_What you have to do:_
Everything from the line containing "Note: in this practice we tag every instance of the bird's" through the end of the data below should be copied exactly, with no other lines.

_Provided entries:_

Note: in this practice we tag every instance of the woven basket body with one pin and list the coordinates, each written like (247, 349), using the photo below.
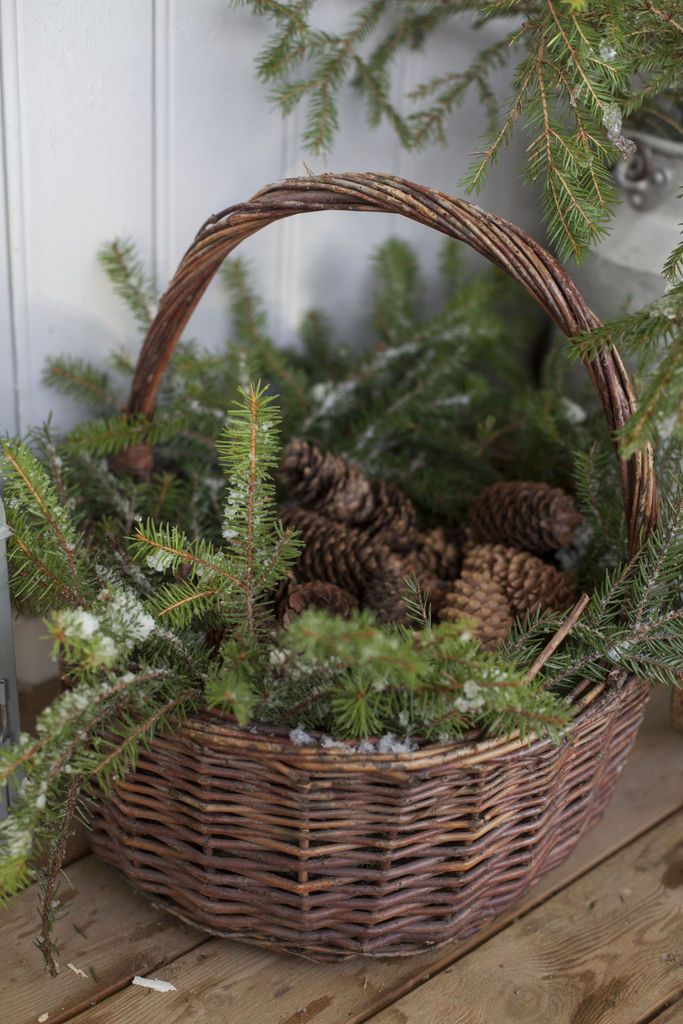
(677, 710)
(330, 854)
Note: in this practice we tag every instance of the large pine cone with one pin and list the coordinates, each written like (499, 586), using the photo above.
(527, 582)
(331, 486)
(479, 597)
(532, 516)
(335, 553)
(298, 597)
(438, 552)
(385, 593)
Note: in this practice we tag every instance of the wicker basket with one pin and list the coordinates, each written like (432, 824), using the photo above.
(329, 854)
(677, 710)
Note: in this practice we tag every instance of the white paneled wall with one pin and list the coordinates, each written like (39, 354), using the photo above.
(140, 118)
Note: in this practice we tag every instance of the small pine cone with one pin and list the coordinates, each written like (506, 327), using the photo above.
(435, 591)
(333, 552)
(527, 582)
(298, 597)
(477, 596)
(535, 517)
(330, 485)
(439, 552)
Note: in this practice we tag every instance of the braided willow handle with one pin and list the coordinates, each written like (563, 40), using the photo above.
(506, 246)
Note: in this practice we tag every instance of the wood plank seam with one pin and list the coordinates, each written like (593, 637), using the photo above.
(473, 944)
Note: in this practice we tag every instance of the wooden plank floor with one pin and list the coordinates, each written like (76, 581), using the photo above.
(598, 941)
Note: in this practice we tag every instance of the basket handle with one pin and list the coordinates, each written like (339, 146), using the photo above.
(506, 246)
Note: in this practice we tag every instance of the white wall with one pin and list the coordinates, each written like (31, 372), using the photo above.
(140, 118)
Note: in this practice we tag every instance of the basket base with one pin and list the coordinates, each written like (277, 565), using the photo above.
(331, 856)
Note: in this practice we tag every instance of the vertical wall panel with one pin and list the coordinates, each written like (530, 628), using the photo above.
(142, 117)
(8, 369)
(224, 142)
(78, 133)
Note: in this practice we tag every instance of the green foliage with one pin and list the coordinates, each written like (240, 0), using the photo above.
(139, 655)
(634, 622)
(126, 271)
(354, 680)
(44, 545)
(655, 333)
(575, 66)
(453, 385)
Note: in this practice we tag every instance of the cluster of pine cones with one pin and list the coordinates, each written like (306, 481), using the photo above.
(361, 541)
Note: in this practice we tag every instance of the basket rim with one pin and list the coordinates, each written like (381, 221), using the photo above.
(214, 729)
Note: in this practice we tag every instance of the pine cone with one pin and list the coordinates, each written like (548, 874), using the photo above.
(477, 596)
(532, 516)
(438, 552)
(331, 486)
(298, 597)
(335, 553)
(527, 582)
(385, 593)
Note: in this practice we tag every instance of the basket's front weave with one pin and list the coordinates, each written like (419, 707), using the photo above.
(329, 854)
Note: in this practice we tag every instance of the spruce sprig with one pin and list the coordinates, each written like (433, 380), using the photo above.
(235, 581)
(574, 70)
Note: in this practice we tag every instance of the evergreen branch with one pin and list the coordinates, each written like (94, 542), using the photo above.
(126, 271)
(73, 377)
(182, 602)
(48, 902)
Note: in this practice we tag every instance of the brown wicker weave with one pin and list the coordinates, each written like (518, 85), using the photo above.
(330, 854)
(677, 710)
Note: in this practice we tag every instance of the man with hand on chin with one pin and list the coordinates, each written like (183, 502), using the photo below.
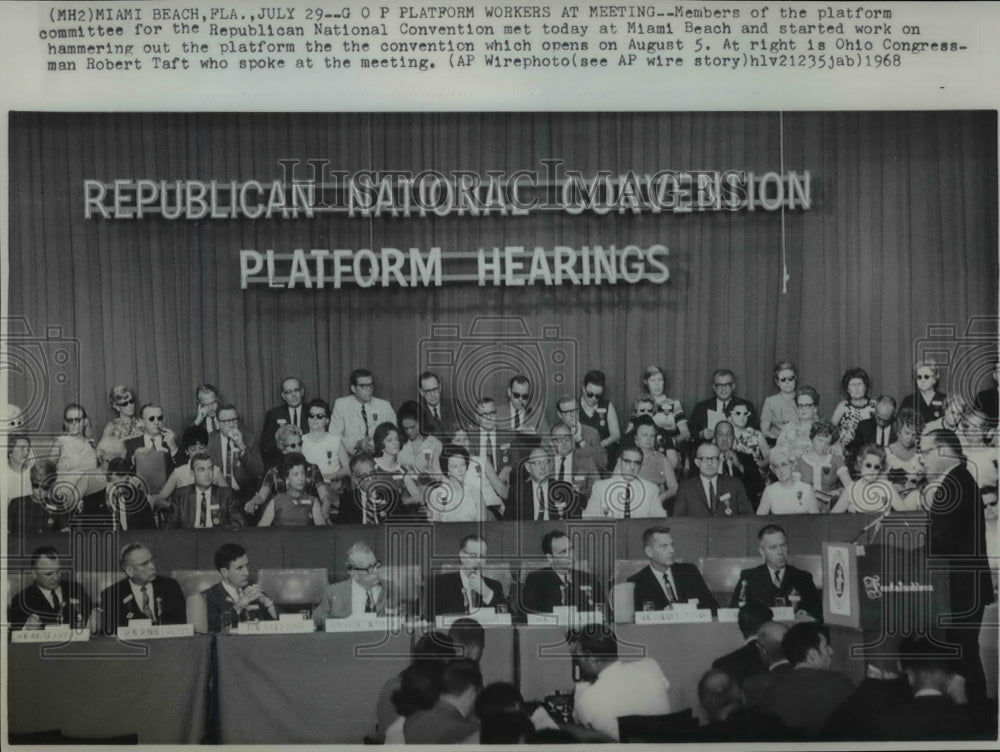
(467, 589)
(232, 595)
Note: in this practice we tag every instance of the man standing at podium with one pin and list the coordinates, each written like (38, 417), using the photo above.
(776, 582)
(958, 541)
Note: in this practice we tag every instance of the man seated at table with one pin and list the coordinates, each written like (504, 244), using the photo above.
(777, 579)
(232, 599)
(142, 594)
(807, 694)
(449, 721)
(610, 688)
(560, 583)
(749, 659)
(204, 504)
(626, 495)
(467, 589)
(664, 582)
(50, 599)
(363, 593)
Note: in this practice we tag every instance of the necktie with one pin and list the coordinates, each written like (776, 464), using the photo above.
(145, 604)
(669, 587)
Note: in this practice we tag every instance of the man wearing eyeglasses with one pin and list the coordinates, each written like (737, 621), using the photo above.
(519, 414)
(626, 495)
(155, 454)
(711, 494)
(356, 416)
(709, 412)
(436, 416)
(467, 589)
(292, 412)
(142, 594)
(363, 593)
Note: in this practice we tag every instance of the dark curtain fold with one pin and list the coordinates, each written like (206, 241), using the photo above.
(902, 234)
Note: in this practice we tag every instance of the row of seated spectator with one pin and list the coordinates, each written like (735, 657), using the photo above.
(484, 470)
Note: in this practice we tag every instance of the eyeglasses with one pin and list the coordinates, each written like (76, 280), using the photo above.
(370, 570)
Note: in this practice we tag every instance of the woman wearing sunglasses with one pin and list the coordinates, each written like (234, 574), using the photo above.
(872, 491)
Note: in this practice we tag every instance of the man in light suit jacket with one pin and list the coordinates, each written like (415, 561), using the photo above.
(235, 454)
(665, 582)
(233, 595)
(625, 496)
(204, 505)
(50, 599)
(711, 494)
(142, 594)
(293, 412)
(362, 593)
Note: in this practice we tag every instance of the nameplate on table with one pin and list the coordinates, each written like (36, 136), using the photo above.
(364, 624)
(292, 626)
(783, 613)
(728, 614)
(673, 616)
(565, 616)
(484, 617)
(148, 631)
(63, 633)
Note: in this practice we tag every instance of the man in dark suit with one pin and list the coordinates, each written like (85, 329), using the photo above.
(235, 455)
(204, 505)
(373, 499)
(559, 584)
(710, 494)
(806, 695)
(363, 592)
(155, 454)
(776, 578)
(937, 709)
(50, 599)
(739, 465)
(467, 589)
(43, 511)
(957, 546)
(437, 418)
(749, 659)
(664, 582)
(142, 594)
(708, 412)
(292, 412)
(233, 596)
(879, 430)
(123, 504)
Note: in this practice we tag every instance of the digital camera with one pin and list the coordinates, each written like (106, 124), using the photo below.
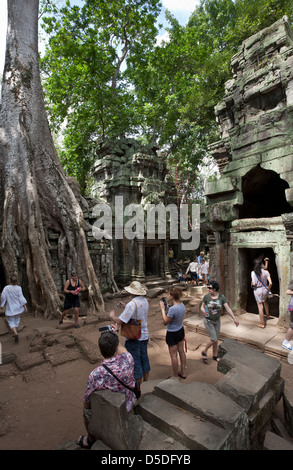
(107, 328)
(165, 303)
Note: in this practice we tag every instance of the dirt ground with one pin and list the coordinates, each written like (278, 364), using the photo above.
(41, 405)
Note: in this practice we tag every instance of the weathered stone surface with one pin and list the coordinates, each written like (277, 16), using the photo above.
(192, 431)
(125, 430)
(255, 154)
(205, 401)
(58, 354)
(288, 410)
(153, 439)
(275, 442)
(30, 360)
(4, 330)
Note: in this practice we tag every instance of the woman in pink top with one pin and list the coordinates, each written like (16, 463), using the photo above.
(261, 283)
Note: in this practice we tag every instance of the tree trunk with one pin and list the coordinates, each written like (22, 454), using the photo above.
(35, 194)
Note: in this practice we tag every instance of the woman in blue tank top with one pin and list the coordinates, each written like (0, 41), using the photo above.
(173, 317)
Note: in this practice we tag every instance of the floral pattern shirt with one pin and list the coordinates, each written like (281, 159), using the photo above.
(122, 366)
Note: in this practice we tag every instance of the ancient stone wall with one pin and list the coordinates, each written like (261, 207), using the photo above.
(250, 208)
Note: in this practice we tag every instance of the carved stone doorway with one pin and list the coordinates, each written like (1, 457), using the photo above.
(152, 260)
(249, 255)
(268, 238)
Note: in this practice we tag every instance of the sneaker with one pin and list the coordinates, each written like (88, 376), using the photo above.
(287, 345)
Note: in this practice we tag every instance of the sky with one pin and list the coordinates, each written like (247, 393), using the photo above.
(181, 9)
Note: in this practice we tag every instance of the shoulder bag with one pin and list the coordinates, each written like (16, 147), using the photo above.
(270, 294)
(135, 390)
(132, 329)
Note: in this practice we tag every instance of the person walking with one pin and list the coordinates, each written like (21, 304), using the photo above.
(193, 269)
(118, 361)
(286, 343)
(15, 302)
(173, 318)
(261, 283)
(71, 289)
(137, 308)
(212, 306)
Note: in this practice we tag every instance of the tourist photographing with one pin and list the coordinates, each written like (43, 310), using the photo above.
(71, 289)
(261, 283)
(118, 361)
(136, 309)
(173, 317)
(286, 343)
(212, 307)
(15, 302)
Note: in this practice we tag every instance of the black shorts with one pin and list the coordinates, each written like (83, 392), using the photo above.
(174, 337)
(71, 301)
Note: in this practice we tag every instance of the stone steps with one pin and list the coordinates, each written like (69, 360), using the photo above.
(186, 428)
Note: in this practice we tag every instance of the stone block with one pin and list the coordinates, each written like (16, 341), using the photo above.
(205, 401)
(153, 439)
(4, 329)
(30, 360)
(275, 442)
(191, 431)
(234, 353)
(58, 354)
(111, 422)
(243, 385)
(288, 410)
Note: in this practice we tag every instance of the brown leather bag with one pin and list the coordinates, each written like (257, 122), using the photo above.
(132, 329)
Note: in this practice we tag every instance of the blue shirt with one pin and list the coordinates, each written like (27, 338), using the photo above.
(177, 313)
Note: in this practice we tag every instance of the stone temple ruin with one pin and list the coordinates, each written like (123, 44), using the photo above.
(138, 175)
(250, 207)
(249, 211)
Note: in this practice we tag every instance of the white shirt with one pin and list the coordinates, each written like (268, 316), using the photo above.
(205, 268)
(13, 298)
(137, 308)
(192, 267)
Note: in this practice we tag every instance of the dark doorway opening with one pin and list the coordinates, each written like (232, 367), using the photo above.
(151, 260)
(251, 254)
(263, 195)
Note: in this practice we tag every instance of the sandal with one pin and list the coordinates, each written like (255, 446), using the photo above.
(81, 443)
(204, 357)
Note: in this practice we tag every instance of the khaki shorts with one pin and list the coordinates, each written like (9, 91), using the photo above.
(291, 320)
(213, 328)
(87, 413)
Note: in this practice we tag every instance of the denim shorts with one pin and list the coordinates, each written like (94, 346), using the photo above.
(175, 337)
(138, 350)
(213, 328)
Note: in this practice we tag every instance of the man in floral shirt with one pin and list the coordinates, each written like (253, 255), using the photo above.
(121, 363)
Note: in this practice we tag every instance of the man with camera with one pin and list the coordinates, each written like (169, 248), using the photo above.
(116, 361)
(137, 309)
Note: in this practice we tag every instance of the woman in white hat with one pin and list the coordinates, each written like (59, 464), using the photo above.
(138, 308)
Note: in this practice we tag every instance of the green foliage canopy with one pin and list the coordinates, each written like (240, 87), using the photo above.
(166, 93)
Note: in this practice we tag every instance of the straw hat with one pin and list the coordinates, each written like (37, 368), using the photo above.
(135, 288)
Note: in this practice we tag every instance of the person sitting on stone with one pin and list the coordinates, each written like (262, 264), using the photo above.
(121, 363)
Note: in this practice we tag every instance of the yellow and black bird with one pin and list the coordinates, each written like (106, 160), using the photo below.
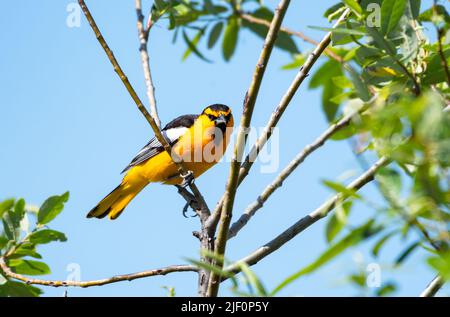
(200, 140)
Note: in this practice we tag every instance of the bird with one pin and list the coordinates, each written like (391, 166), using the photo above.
(199, 140)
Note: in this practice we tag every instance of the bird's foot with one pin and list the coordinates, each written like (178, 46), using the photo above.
(188, 179)
(191, 201)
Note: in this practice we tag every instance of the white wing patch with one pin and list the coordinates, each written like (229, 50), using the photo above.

_Answer to this task:_
Note: in this practice we tag every instance of the bird's foot with one pin and list the coordinates, each written like (178, 46), using the photo above.
(188, 179)
(191, 201)
Note: in this practice we tag every instance of the white wing patch with one pin and list the coordinates, each written like (229, 50), using the photo above.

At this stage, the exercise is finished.